RECORDS —
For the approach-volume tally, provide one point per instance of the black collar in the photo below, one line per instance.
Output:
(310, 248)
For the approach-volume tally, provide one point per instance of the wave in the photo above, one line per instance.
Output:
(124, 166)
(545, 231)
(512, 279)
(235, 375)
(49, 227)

WHAT TO PRODUCE —
Copy out the whole material above, adding 108 to each number in every coordinate pair and leaving all other wording unchanged.

SOLUTION FOR THIS PROBLEM —
For the approach-volume tally, provide one point per instance of the black collar in the photo below, one line per instance.
Output:
(418, 356)
For the approach-volume tally, provide one point per instance of the wave in the photo above, one line per instance.
Output:
(232, 274)
(653, 339)
(620, 387)
(343, 483)
(157, 335)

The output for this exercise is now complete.